── Task data ──

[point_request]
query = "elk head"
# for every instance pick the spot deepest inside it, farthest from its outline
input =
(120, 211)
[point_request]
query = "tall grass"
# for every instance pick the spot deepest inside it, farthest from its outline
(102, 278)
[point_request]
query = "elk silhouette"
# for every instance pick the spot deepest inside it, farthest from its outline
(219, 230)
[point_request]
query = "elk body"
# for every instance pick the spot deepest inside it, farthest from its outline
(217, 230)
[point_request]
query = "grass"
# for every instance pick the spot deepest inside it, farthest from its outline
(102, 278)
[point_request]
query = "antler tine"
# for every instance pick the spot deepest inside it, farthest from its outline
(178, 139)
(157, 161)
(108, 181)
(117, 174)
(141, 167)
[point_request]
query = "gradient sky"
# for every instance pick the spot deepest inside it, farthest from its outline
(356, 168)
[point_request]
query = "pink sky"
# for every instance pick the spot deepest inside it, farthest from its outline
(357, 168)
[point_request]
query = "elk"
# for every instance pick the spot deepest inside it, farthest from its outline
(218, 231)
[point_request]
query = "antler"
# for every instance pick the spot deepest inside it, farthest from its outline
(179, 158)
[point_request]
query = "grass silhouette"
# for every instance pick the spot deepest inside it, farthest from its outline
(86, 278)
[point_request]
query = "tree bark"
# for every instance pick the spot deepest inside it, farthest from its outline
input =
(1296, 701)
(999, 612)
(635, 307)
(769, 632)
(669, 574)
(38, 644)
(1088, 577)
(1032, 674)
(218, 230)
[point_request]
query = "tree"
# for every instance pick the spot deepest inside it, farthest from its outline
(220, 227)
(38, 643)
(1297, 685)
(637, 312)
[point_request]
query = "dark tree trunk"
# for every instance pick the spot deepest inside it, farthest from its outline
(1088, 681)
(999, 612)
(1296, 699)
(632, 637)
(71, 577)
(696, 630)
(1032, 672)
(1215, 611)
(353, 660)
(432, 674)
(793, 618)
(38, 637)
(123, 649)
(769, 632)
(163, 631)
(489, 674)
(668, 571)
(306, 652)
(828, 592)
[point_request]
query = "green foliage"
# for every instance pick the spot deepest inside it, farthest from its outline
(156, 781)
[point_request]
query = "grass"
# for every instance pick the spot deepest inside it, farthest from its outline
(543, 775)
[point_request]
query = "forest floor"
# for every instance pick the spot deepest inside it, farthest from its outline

───

To be done:
Output the entries verbatim.

Exercise answer:
[point_request]
query = "elk head"
# for every instance pick the spot deepest inside it, farthest from its outline
input =
(120, 211)
[point_request]
query = "tall grass"
# for every instance pick the spot deepest inside it, farthest from its outline
(102, 278)
[point_request]
query = "elk silhouette"
# for every instance pick the spot deepest inside it, farthest from its outline
(219, 230)
[point_request]
query = "elk body"
# for every instance pick the spot deepest inside it, farthest from its outline
(217, 230)
[point_request]
query = "grass"
# for every instance pick the spot deepest inside it, farthest from its outline
(102, 278)
[point_request]
query = "antler tine"
# for every instance pick the spot deepest inside it, farthest from its outline
(178, 139)
(157, 161)
(108, 181)
(117, 174)
(141, 167)
[point_request]
query = "gradient sky"
# for every instance pick the spot deepest inside it, farthest from its outline
(356, 168)
[point_request]
query = "pink sky"
# for every instance pick the spot deepest inside it, farthest from its outline
(357, 168)
[point_request]
query = "elk"
# for every instance pick the spot deepest inside it, farthest from its outline
(218, 231)
[point_request]
query = "antler"
# for every instance pick the spot deepest inside it, farthest from its outline
(179, 158)
[point_request]
query = "grass silhouette"
# for every instance pick the spot deepest inside it, farthest from its outline
(86, 278)
[point_request]
query = "tree bark"
# for every instance pick the spot deepest inside it, farthest from its outline
input =
(1296, 701)
(999, 612)
(635, 307)
(769, 632)
(669, 574)
(38, 644)
(1088, 577)
(1032, 674)
(218, 230)
[point_request]
query = "tree"
# for every instance pick the spot deepest inside it, farthest from its outline
(220, 227)
(38, 643)
(1297, 685)
(637, 312)
[point_request]
query = "dark tree trunk"
# for every instance pick the spot deepest inside it, farthest from its outline
(1088, 681)
(999, 612)
(1296, 699)
(632, 637)
(71, 577)
(696, 630)
(1032, 672)
(1215, 611)
(353, 660)
(432, 674)
(793, 618)
(38, 637)
(123, 649)
(769, 632)
(163, 631)
(489, 674)
(668, 571)
(306, 652)
(828, 592)
[point_request]
query = "green foliage"
# for every instance pick the spot deepest inside it, farthest from its outline
(156, 781)
[point_request]
query = "grass"
# for every instance pick the spot deepest inside it, farthest from its outline
(543, 775)
[point_request]
query = "forest floor"
# for every instance pick the spot deepest inside it, farthest from its outline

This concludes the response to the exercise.